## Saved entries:
• • • •

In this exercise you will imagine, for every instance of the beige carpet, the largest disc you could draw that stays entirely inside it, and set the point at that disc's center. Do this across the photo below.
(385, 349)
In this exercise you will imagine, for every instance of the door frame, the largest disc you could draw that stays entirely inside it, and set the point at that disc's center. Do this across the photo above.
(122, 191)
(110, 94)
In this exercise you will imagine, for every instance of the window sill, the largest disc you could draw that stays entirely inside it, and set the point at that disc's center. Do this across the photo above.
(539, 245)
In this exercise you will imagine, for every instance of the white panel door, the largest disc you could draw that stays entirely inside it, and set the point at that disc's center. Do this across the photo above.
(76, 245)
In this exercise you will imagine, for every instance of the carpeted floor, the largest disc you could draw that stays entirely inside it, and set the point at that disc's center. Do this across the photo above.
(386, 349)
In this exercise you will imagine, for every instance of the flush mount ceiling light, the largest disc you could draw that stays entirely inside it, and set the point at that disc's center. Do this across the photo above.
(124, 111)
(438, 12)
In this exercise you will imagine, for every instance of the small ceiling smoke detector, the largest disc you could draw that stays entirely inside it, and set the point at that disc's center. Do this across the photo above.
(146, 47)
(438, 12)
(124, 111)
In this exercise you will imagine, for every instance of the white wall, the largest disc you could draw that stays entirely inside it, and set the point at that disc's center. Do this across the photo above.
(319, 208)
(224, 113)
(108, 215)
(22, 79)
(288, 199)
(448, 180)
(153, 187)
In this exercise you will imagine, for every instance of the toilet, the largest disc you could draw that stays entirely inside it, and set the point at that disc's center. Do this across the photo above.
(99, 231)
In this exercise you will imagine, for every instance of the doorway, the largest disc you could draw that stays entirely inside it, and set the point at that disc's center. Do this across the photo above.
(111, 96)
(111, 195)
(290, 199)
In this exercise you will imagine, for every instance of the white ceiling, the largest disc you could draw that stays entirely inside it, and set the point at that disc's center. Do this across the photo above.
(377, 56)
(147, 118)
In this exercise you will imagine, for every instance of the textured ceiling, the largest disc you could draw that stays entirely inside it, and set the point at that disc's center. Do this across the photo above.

• • • •

## Task requirements:
Each line of the data must be copied exactly as it appears.

## Written response:
In this exercise you will imagine, for every instance of the beige carpet, the largest disc you could draw that stays entirely inside it, and set the point at that disc's center. Do this across the photo below.
(385, 349)
In this exercise you will imagine, for every instance of the door frame, the largest disc you could draw that stays entirely inside it, and set the point at that disc's center. Do this across the photo above.
(122, 191)
(110, 94)
In this exercise you will imagine, for every instance of the window sill, the largest disc you could draw that stays entirely inside it, and set the point at that disc's center. Do this across the photo above.
(539, 245)
In this exercise you will imagine, for every instance of the white panel door, the largest disc you could draw that stays entirely inside it, and set the point at that disc's center. Do this across the photo above.
(76, 245)
In this exercise you will imagine, for every instance of the carpeted floor, the largest disc you could draw that stays entirely inside it, and set the point at that disc's center. Do this across the photo above.
(386, 349)
In this exercise you will imagine, for every instance of the flush mount ceiling light, the largest disc you could draw that stays entirely inside it, and set the point at that disc's center. Do this across the photo above.
(124, 111)
(438, 12)
In this exercise you will imagine, for every instance of the small ceiling smoke detector, the largest disc you could draw that stays entirely inside it, and set the point at that disc's center. Do this across the photo above.
(146, 47)
(438, 12)
(124, 111)
In this exercise you will imagine, for every instance of the white wall, the largest disc you could draw that stays entirely inside it, and set the point at that disc's center. Do this across the photo above.
(319, 208)
(224, 113)
(108, 215)
(22, 79)
(288, 199)
(448, 180)
(153, 187)
In this exercise you will imagine, for every instance of the toilet, the largest disc you could draw that stays entirely inside it, and set the point at that disc's center. Do this across the photo above.
(99, 231)
In this exercise you will imagine, for every instance of the doorway, the largest disc you could draw that stays entirely inside it, and set the point at that disc's center. Do this across the photo above.
(111, 96)
(111, 195)
(290, 199)
In this exercise you will imagine, for every instance of the white ceiling, the largest disc you could draw that stays entirely inside it, and set the point at that disc's center. Do this across the photo above.
(377, 56)
(147, 118)
In this exercise you will imagine, for every instance of the textured ceiling, the largest disc you could draw that stays entirely inside it, and set the point at that disc's center. Do this across the photo above.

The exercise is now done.